▶ What you need to do
The required answer is every line of the data containing the word "rough".

--- START ---

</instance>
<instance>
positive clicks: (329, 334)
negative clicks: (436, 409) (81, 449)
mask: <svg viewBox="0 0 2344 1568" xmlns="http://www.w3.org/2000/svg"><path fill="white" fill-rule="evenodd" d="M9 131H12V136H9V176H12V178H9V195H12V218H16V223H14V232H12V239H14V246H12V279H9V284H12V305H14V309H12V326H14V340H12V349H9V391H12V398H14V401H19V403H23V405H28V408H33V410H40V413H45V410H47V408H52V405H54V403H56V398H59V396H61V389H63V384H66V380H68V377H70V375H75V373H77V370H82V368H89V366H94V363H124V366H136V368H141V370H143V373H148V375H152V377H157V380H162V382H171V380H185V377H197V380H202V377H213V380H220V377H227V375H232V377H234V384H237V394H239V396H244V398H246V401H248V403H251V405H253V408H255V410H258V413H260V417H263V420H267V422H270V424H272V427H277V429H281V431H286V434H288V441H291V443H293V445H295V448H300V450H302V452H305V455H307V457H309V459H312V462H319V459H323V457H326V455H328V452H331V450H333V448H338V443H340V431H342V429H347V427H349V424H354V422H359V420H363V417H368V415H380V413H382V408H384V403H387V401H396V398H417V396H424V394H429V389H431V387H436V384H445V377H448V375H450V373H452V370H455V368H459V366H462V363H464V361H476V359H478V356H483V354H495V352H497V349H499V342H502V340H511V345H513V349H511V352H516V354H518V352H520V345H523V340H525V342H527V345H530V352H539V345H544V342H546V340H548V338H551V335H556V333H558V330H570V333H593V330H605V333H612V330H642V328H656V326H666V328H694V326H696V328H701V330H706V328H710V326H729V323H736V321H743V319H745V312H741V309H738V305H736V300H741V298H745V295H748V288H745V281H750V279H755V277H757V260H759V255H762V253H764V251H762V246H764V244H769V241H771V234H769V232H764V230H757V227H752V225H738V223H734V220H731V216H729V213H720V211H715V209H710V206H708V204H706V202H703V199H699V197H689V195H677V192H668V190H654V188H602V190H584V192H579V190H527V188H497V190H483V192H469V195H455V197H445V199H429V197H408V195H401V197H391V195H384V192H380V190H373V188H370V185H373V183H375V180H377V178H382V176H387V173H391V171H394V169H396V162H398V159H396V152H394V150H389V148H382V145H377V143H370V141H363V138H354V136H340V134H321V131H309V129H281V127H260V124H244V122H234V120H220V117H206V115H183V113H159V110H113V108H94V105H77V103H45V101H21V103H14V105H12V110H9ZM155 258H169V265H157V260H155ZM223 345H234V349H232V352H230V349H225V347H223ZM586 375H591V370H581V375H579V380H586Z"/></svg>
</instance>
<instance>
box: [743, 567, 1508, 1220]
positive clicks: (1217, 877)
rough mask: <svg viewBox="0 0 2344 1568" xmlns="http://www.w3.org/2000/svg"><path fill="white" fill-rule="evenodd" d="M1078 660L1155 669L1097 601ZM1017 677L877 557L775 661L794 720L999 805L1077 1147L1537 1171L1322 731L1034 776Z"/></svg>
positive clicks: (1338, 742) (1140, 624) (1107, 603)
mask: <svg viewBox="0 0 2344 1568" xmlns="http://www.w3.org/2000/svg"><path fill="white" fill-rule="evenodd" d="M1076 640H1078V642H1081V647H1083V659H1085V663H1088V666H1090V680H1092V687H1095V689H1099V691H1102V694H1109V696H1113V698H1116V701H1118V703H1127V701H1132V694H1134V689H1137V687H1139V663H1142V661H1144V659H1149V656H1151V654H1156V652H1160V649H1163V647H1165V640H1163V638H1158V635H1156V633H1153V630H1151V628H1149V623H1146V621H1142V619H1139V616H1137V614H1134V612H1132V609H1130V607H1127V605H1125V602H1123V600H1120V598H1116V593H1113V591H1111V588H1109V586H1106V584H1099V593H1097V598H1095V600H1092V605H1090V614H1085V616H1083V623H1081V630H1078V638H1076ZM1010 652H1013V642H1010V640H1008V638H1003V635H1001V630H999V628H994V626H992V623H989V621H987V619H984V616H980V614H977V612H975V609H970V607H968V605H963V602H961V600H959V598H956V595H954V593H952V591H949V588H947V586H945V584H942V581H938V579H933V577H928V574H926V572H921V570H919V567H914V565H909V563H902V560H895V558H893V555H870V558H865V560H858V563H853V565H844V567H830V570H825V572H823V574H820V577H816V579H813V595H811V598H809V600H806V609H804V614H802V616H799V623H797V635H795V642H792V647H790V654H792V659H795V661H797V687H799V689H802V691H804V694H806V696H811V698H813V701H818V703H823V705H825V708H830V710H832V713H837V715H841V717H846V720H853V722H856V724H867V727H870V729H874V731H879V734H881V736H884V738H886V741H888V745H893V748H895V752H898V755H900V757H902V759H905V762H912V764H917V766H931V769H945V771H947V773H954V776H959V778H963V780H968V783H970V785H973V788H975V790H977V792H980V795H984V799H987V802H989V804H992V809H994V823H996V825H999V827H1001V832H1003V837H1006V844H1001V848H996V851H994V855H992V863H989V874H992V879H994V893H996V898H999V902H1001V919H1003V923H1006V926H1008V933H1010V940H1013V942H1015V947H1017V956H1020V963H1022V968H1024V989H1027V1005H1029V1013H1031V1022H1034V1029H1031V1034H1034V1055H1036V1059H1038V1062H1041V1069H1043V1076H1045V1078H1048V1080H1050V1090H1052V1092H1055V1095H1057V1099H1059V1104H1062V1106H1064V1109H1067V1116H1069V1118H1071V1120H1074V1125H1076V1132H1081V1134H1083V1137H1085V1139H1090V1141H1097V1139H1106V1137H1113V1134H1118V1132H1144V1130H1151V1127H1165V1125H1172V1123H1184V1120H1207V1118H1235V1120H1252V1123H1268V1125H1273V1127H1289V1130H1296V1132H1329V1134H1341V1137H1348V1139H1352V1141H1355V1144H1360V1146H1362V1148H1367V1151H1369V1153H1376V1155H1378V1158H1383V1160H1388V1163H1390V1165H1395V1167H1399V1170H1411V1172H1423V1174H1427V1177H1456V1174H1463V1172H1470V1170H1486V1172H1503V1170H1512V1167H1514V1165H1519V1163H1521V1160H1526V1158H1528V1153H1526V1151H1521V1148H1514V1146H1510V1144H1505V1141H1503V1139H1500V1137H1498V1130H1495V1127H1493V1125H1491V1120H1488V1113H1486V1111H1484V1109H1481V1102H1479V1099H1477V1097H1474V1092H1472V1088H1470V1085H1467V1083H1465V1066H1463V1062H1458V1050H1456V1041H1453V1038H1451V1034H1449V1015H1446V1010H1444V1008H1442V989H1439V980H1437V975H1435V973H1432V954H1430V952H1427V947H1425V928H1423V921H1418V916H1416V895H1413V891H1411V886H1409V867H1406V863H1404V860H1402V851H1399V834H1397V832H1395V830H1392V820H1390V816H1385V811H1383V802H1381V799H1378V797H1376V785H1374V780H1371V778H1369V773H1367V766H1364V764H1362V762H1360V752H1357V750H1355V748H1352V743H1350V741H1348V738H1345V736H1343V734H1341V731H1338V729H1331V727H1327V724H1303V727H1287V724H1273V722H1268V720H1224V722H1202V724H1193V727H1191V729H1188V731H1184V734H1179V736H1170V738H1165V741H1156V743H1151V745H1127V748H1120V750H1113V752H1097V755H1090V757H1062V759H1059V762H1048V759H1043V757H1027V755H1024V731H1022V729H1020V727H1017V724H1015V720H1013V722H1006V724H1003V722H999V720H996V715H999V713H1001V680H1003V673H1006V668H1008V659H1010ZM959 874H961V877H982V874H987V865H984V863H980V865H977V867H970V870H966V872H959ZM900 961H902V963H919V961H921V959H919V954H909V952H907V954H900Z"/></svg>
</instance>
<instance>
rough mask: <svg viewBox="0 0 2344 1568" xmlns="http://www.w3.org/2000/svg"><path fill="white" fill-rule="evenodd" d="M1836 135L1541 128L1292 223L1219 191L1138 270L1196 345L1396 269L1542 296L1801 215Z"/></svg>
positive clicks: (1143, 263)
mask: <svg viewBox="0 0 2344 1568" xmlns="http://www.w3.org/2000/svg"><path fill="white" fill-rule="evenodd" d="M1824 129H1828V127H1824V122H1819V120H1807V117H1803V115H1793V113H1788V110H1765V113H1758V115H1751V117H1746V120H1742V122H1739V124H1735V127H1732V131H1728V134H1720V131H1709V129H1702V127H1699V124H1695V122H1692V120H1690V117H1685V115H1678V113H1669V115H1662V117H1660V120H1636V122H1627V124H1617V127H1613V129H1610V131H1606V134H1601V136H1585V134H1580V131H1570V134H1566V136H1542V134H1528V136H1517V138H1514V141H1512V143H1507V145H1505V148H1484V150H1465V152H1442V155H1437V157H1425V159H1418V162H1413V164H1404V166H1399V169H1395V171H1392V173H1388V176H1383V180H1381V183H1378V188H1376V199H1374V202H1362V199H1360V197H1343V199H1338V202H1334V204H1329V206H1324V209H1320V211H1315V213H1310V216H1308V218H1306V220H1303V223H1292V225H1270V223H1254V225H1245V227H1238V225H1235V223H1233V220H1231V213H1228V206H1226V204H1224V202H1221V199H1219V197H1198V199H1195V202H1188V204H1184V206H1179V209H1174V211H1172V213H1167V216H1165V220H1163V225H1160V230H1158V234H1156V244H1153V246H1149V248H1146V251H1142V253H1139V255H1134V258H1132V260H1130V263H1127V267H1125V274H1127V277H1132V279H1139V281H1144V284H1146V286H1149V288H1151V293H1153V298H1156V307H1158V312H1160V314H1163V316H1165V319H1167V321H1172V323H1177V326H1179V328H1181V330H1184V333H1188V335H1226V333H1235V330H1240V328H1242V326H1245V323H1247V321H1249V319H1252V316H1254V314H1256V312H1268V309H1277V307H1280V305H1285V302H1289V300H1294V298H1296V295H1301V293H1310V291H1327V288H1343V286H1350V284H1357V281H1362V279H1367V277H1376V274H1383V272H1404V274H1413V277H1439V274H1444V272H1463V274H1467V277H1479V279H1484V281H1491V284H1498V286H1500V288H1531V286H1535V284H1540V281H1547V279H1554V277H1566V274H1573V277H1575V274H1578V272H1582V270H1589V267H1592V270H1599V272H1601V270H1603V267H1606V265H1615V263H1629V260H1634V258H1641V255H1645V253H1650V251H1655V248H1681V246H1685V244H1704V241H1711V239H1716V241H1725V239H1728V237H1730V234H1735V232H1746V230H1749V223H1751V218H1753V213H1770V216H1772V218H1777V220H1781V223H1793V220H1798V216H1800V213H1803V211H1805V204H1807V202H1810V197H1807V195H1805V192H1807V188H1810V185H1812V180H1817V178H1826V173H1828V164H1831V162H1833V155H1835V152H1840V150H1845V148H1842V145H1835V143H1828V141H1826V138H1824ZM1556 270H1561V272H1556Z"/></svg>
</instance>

--- END ---

▶ Task output
rough mask: <svg viewBox="0 0 2344 1568" xmlns="http://www.w3.org/2000/svg"><path fill="white" fill-rule="evenodd" d="M1078 660L1155 669L1097 601ZM1017 677L877 557L775 661L794 720L999 805L1077 1147L1537 1171L1322 731L1034 776Z"/></svg>
rough mask: <svg viewBox="0 0 2344 1568" xmlns="http://www.w3.org/2000/svg"><path fill="white" fill-rule="evenodd" d="M1836 135L1541 128L1292 223L1219 191L1138 270L1196 345L1396 269L1542 296L1801 215Z"/></svg>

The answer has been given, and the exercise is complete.